All lines in the material below that contain "with" should be located and copied.

--*--

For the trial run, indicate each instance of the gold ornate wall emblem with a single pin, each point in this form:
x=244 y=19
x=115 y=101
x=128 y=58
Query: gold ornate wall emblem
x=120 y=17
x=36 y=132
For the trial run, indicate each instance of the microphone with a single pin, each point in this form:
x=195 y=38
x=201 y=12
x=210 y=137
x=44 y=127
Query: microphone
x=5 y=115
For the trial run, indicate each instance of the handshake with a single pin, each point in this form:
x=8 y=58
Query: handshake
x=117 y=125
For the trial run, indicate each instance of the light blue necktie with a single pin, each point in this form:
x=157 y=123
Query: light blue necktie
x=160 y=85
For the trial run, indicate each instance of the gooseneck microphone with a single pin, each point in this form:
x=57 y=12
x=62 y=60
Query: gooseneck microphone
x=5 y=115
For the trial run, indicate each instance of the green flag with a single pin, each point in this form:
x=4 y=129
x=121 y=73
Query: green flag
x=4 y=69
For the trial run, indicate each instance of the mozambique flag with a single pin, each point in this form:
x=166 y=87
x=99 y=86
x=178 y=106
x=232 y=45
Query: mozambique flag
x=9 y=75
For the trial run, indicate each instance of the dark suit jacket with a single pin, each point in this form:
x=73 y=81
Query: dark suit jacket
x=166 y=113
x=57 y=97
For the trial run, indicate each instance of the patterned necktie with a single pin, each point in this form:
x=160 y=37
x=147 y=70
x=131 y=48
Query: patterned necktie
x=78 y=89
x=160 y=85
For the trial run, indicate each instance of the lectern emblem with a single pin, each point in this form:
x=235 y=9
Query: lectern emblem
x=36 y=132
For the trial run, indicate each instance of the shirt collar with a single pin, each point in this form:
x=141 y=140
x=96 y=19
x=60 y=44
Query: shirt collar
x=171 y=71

--*--

Answer box:
For the trial run, indicate each instance of the gold ornate wall emblem with a single pin, each point in this form:
For the trial run, indicate each instance of the microphone with a single pin, each point in this form:
For the trial run, indicate each instance of the handshake with a single pin, each point in this form:
For the trial run, indicate each instance of the light blue necktie with a single pin, each point in this form:
For the trial run, indicate each instance of the gooseneck microphone with a single pin, each point in this form:
For the trial run, indicate each instance of the green flag with a single pin, each point in this form:
For the trial run, indicate each instance of the mozambique flag with a single pin, each point in this form:
For the trial run, indicate each instance of the dark suit jacket with a single pin, each point in this form:
For the trial run, indicate each instance of the patterned necktie with a single pin, each point in this form:
For the trial run, indicate each instance of the lectern emblem with a single pin, each point in this form:
For the trial run, indicate each instance of the shirt collar with a single pin, each point in this form:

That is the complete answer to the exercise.